_Text segment_:
Written By: - Date published: 11:58 am, March 29th, 2009 - 9 comments
Categories: law and "order" - Tags:

On Q+A this morning, Judith Collins couldn’t defend prisons for profit but she sounded quite reasonable when talking about the need for more rehabilitation. She even criticised Labour for longer sentences that are leading to overcrowding in the prisons.

Good sentiments but, funny, it doesn’t sound like the Judith Collins we know.

19 July 2007 “the Government is to make it easier for people to serve much shorter sentences in the first place. That is one of my concerns”

18 May 2004 “When I looked at the purpose of the legislation, I asked myself what it says about the people who signed up for tougher sentencing. It says to the 92 percent of people in this country who signed a referendum for tougher sentencing that they are not important. As we have said, and we all know, rehabilitation does not work.”

5 May 2004 “I have found that a lot of people in the community are very interested in law and order and in tougher sentences being handed down, and I am one of them”

1 April 2003 “We in the National Party are not foolish enough to think that prisons at the moment ever rehabilitate. What they do is keep people in a place where, it is hoped, they will be out of harm’s way and away from the general public. Prison is in fact a punishment. I know that to the Labour Party that is a whole new attitude, but prisons should be places of punishment”

Maybe Collins has had a conversion. Good on her if she has. Or maybe she’s all talk on rehabilitation and the reality will be more ‘lock them up and throw away the key’ ideology.

PS.  to Q+A’s producers. It’s meant to be the one serious political interview show on TV. Don’t get politicans’ fiancees on.

9 comments on “Rehabilitated?”

  1. Judith Collins is first and foremost a National Party hack. Like Tony Ryall. She will say anything she needs to say and do anything she needs to do for political advantage. These is no overriding principle or integrity operating there. As long as everyone understands that, her words and actions will be completely comprehensible.

  2. r0b 2

    Note to reporters everywhere. See how easy it is to do a bit of background work, and check if what Person X says today is consistent with what they said in the past?

    Here’s another recent example:

    Where would you get that idea?

    When people change their story it’s always interesting to ask why…

  3. the sprout 3

    I thought Guyon Espiner’s performance this morning was a bit disappointing after what was a really good interview he conducted with John Key last week. He let Collins get away with an awful lot and didn’t seem too interested in questioning her responses.

    I really don’t get what Paul Holmes is meant to do for the show, his role seems superfluous and his style seems very outdated. Someone should tell him things have moved on a bit in the world of political interviewing since he used to be on TV.

  4. Pixie 4

    From memory, Judith Collins wasn’t the opposition spokesperson on Corrections, so her views now are no doubt more informed than previously.

    It’s difficult for any interviewer to get hits on a new Govt this early on in its term. For example, each time Guyon tried to put a hard question to her about the inadequacies of her department, she was able to agree with him and blame the last administration. But these tactics won’t work forever.

_Raw data_:
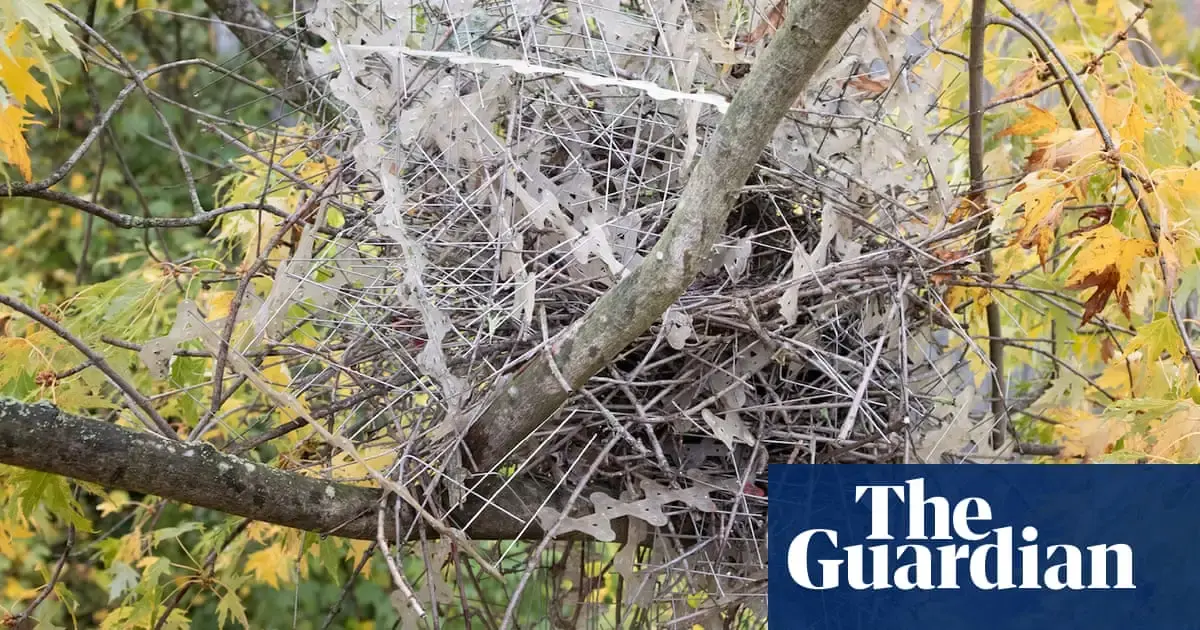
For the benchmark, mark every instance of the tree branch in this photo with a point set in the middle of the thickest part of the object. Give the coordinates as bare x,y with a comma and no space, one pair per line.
282,55
41,437
520,406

_Tasks and exercises_:
[a] List every date that the blog post gives for a quoted statement by Judith Collins.
[b] Reproduce the blog post word for word, starting at "9 comments on" and ending at "get that idea?".
The data has no connection to the blog post.

_Solved problems_:
[a]
- 19 July 2007
- 18 May 2004
- 5 May 2004
- 1 April 2003

[b]
9 comments on “Rehabilitated?”

  1. Judith Collins is first and foremost a National Party hack. Like Tony Ryall. She will say anything she needs to say and do anything she needs to do for political advantage. These is no overriding principle or integrity operating there. As long as everyone understands that, her words and actions will be completely comprehensible.

  2. r0b 2

    Note to reporters everywhere. See how easy it is to do a bit of background work, and check if what Person X says today is consistent with what they said in the past?

    Here’s another recent example:

    Where would you get that idea?